> **DOCUMENT EXTRACT**
* * * * *

# Upgrading lathe



## kweinert (Dec 8, 2015)

I have the HF 12x33 lathe - the one with a stand.

In general I really like this one and it's worked well for me.

However, I have recently noticed that when I put larger blanks on it I can easily stall it out. Larger as in a 10-11" wet walnut blank rough cut to size with a chain saw.

Would it help to put a larger motor on it? It has 3/4 HP installed.

And if I do put a larger motor on it, would it be a major deal to add a switch for reversing (presuming a reversible motor of course.)

Any thoughts appreciated.

Thanks.


----------



## Schroedc (Dec 8, 2015)

Adding a larger motor might be a possibility but I'm really thinking that by the time you source a larger motor, Reversible if possible you might end up with sinking a lot of money into a lathe that will might still have some shortcomings. I'd recommend starting to scour craigslist for a bigger machine and then selling the old one once it's replaced. I had the same issue with a 12x24 from Rockler when I first started.

Reactions: Like 1 | Thank You! 1 | Agree 1


----------



## CWS (Dec 8, 2015)

Just a thought. If every thing on the lathe is engineered for a 3/4 hp motor, the lathe may not be able to support a more powerful motor. I don't believe you will be happier with a bigger motor.
Just a thought.
Curt

Reactions: Thank You! 1


----------



## Sidecar (Dec 9, 2015)

Are you stalling the motor....or is the belt slipping.....if you like the lathe I would go for additional hp. for reverse you need to do a double pole double throw switch as well....assuming 240v configured if not a single pole double throw switch......
Heck let's go for it !!


----------



## kweinert (Dec 9, 2015)

Sidecar said:


> Are you stalling the motor....or is the belt slipping.....if you like the lathe I would go for additional hp. for reverse you need to do a double pole double throw switch as well....assuming 240v configured if not a single pole double throw switch......
> Heck let's go for it !!



Stalling, belt doesn't slip.

Well, actually, how could I tell the difference if I don't have the cover off and can see the belt?

With that walnut blank mounted on there it's quite easy to stop it turning and even the slight application of pressure with the tool will noticeably slow everything down.


----------



## Sidecar (Dec 9, 2015)

I just feel like the belt mat be slipping ......3/4 has a bit of umph to it and to just stall it that easy ummmm hard to believe.....can ya have someone else present while you turn briefly with eyes or hand on the motor ........might try a touch of belt dressing.....just thinking

Reactions: Thank You! 1


----------



## Sidecar (Dec 9, 2015)

* * * * *

> **GIVEN TASK 1**
In the lathe upgrade thread, what horsepower is the motor currently installed on kweinert's lathe?
> **GIVEN TASK 2**
For each statement, say whether it agrees with the lathe upgrade thread, and quote the words that decide it.
(a) Schroedc had the same issue with a 12x24 lathe from Rockler.
(b) kweinert reports that the belt slips.
(c) CWS believes a bigger motor will make kweinert happier.
> **GIVEN TASK 3**
Please write out the lathe upgrade thread from "## kweinert (Dec 9, 2015)" to "belt doesn't slip.", swapping "double pole double throw switch" for "DPDT switch".
The records have no connection to the lathe upgrade thread.

> **RECORD LIST**
* * * * *

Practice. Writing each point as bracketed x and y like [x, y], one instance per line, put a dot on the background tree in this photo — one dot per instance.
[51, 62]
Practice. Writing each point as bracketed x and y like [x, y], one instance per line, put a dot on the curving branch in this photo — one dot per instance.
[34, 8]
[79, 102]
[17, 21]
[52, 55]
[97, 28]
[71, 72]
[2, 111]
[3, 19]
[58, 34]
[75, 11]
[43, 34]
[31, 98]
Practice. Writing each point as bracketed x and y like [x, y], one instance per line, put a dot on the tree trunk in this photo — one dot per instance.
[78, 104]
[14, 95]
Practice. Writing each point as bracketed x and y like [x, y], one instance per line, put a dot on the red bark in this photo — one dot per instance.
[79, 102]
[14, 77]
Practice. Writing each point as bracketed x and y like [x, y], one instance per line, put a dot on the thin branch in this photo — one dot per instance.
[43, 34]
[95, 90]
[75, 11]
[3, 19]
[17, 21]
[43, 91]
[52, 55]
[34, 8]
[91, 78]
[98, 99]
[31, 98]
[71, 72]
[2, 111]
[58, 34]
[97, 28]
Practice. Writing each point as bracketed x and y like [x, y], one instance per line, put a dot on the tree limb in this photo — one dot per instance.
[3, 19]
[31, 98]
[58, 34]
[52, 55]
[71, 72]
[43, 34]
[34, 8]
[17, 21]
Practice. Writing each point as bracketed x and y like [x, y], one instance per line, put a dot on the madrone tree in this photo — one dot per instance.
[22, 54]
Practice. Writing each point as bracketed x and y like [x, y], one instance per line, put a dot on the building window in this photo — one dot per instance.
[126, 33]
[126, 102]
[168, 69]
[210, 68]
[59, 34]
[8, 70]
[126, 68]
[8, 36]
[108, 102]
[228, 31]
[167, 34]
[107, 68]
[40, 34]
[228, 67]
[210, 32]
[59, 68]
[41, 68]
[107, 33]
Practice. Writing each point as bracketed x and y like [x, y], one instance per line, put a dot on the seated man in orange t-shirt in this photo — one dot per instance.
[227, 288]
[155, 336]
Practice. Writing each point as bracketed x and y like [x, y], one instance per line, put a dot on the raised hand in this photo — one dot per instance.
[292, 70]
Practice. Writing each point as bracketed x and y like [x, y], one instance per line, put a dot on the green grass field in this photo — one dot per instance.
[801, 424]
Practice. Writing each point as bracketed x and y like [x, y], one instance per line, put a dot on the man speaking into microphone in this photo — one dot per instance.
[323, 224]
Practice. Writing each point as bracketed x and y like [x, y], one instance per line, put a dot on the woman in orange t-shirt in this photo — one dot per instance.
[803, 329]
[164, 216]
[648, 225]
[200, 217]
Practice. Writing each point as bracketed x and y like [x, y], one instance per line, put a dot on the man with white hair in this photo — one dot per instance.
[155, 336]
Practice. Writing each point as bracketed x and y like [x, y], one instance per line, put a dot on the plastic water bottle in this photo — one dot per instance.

* * * * *

> **FINAL RESULT 1**
3/4 HP.

> **FINAL RESULT 2**
(a) Yes: "I had the same issue with a 12x24 from Rockler when I first started."
(b) No: "Stalling, belt doesn't slip."
(c) No: "I don't believe you will be happier with a bigger motor."

> **FINAL RESULT 3**
## kweinert (Dec 9, 2015)

Sidecar said:


> Are you stalling the motor....or is the belt slipping.....if you like the lathe I would go for additional hp. for reverse you need to do a DPDT switch as well....assuming 240v configured if not a single pole double throw switch......
> Heck let's go for it !!



Stalling, belt doesn't slip.